* _Exercise description_
Could you write out, word for word, each line from the one containing "Each instance of the white window" to the last line of the data below, both included and nothing more?

Stored dataset items
━━━━━━━━━━━━━━━━━━━━
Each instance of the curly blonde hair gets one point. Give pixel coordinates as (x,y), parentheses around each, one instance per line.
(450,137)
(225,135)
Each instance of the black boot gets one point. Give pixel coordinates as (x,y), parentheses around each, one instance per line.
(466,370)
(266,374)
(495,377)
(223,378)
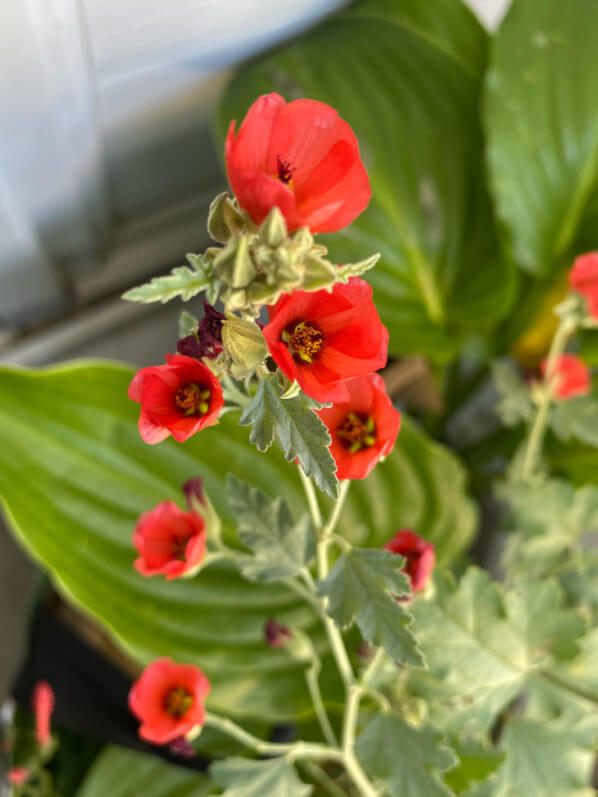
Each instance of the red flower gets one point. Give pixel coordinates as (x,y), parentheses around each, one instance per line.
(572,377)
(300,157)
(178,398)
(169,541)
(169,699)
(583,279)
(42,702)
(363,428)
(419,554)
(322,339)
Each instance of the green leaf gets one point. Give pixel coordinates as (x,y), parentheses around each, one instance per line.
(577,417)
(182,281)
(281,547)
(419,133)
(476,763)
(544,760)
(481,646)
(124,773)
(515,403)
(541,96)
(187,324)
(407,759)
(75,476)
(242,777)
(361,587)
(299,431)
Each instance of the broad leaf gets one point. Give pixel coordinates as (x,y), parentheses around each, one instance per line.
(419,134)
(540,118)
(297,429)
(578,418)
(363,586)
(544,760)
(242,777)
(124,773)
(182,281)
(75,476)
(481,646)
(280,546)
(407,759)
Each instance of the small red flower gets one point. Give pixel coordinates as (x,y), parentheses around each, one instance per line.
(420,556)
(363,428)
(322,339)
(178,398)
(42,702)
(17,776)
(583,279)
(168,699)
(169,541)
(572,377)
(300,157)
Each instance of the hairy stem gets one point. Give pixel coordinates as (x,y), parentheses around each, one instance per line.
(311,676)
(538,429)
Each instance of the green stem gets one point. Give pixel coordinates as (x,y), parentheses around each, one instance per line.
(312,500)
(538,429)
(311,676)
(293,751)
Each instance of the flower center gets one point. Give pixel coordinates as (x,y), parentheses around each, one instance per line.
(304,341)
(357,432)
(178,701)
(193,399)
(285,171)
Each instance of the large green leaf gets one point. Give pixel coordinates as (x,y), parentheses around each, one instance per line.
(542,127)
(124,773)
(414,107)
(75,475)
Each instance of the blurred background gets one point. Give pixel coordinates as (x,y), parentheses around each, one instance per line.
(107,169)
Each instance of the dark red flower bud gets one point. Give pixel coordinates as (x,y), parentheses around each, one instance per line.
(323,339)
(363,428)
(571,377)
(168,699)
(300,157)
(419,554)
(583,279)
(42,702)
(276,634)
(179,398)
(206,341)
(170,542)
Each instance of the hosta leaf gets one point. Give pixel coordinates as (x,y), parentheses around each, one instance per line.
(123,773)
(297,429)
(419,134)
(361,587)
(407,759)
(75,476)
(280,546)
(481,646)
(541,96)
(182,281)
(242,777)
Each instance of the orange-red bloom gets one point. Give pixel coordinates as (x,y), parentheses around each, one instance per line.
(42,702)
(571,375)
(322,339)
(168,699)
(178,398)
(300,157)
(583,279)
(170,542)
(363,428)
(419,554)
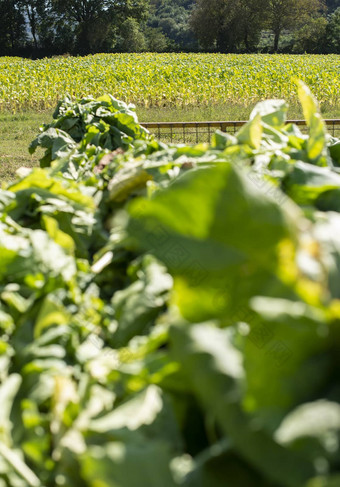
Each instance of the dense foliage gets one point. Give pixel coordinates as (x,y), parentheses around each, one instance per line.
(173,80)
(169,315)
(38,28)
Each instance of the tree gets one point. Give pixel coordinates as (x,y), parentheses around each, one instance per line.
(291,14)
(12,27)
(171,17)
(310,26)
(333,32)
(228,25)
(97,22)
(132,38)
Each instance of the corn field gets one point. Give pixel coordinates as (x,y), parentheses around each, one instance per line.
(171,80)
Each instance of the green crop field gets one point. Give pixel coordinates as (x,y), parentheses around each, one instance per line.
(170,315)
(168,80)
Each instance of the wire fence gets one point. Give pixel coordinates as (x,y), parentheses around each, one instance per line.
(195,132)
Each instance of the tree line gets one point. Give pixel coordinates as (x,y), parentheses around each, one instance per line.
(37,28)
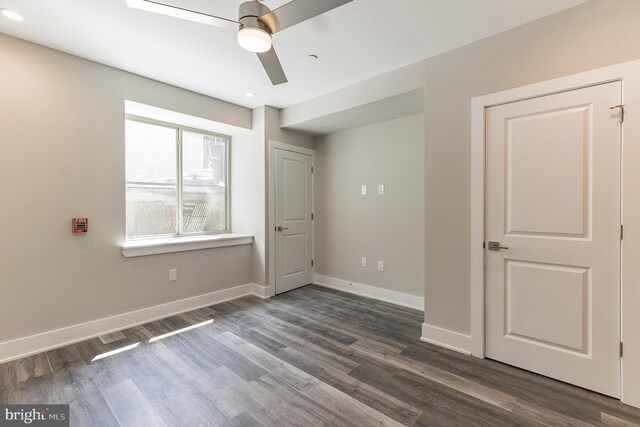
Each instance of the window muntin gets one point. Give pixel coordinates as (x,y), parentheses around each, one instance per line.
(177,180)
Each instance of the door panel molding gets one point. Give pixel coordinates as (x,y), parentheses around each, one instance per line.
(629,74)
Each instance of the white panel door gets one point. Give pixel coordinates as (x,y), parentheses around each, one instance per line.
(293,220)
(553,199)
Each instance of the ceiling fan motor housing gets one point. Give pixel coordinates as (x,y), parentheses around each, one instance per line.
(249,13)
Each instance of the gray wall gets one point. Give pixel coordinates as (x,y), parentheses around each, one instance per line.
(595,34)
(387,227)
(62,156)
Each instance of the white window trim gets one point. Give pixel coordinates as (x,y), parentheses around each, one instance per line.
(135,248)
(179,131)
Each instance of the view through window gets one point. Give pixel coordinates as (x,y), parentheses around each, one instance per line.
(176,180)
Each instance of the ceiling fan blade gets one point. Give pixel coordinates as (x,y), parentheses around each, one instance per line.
━━━━━━━━━━━━━━━━━━━━
* _Output below_
Each instance of the white window trim gets one point. Give pixel coordinates as (x,y), parentheses around each, one instance per line.
(135,248)
(179,131)
Each instance of the view through window gets one point. Give pixel coordinates as (x,y), parentheses around each, one instance per line.
(176,180)
Each instance of the ceiling fan blade gets one point. Give pixel coordinates as (x,y), parentheses around each, one instance per line.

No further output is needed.